• **What you should do**:
Identify every line of the material below that contains the word "commands", with case counting, and copy each of those lines.

• **Data for processing**:

========

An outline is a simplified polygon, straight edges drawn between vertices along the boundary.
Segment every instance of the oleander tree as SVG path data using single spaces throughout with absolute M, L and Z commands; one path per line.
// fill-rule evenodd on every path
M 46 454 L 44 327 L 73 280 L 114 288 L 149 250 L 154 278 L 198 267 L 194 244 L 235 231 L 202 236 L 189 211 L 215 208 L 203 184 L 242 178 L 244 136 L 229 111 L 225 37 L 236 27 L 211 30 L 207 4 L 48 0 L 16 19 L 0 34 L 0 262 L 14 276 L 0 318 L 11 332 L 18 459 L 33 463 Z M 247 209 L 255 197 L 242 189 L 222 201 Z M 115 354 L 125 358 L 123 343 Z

========

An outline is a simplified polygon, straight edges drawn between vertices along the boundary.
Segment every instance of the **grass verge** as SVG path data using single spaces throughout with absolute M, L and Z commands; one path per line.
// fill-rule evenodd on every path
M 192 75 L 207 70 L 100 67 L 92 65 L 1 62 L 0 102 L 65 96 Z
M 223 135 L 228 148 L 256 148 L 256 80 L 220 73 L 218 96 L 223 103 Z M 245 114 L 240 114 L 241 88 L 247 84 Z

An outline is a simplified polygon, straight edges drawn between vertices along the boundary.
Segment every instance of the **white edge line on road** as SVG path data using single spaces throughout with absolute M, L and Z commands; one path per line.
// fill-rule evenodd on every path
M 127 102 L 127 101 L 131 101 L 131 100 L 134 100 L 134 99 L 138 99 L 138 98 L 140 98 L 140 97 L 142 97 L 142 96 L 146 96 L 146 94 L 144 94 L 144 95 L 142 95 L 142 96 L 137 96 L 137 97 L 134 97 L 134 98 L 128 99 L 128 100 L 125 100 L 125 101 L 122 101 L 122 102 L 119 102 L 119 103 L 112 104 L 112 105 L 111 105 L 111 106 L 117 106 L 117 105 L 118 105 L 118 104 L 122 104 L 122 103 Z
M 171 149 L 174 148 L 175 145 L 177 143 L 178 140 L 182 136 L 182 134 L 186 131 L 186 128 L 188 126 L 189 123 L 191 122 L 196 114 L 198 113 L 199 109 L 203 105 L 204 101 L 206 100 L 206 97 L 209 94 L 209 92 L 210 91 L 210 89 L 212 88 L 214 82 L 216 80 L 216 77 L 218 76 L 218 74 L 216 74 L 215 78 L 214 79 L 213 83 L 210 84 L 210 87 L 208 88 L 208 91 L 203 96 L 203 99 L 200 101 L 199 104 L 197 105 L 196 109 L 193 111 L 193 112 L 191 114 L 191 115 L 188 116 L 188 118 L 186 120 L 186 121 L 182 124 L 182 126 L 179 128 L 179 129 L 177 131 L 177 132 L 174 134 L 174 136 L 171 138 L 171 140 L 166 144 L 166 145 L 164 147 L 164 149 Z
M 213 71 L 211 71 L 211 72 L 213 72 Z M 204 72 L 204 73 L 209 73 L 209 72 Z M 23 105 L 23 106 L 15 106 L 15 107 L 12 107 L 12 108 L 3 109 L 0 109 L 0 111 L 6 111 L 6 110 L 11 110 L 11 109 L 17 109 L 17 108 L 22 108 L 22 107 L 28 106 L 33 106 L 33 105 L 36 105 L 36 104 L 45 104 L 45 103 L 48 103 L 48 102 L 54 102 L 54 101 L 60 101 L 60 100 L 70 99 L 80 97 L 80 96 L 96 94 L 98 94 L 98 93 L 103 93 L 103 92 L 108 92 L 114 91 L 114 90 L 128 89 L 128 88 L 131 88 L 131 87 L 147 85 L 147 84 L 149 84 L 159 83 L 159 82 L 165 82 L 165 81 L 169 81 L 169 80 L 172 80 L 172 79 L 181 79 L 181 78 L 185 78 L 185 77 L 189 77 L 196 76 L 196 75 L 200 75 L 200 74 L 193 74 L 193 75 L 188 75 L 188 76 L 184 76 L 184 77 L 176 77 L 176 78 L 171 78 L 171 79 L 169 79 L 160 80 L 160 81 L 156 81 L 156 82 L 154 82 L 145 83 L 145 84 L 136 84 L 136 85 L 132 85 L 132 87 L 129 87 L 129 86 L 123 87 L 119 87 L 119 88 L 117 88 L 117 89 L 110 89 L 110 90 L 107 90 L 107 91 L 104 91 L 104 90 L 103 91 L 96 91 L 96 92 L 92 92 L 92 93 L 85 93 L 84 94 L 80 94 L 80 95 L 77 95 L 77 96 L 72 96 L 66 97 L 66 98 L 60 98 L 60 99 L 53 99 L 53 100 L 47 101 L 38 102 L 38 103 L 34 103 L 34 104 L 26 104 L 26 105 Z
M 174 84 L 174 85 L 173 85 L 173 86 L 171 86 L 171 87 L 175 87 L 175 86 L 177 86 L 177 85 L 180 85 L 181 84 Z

========

• **Solution to this problem**:
Segment every instance of the oleander tree as SVG path data using single spaces throughout with absolute M, L and Z commands; one path per line.
Segment every instance of the **grass verge** as SVG path data using single spaces throughout with absolute M, L and Z commands; one path per line.
Segment every instance of the **white edge line on road** as SVG path data using single spaces throughout with absolute M, L and Z commands; one path per line.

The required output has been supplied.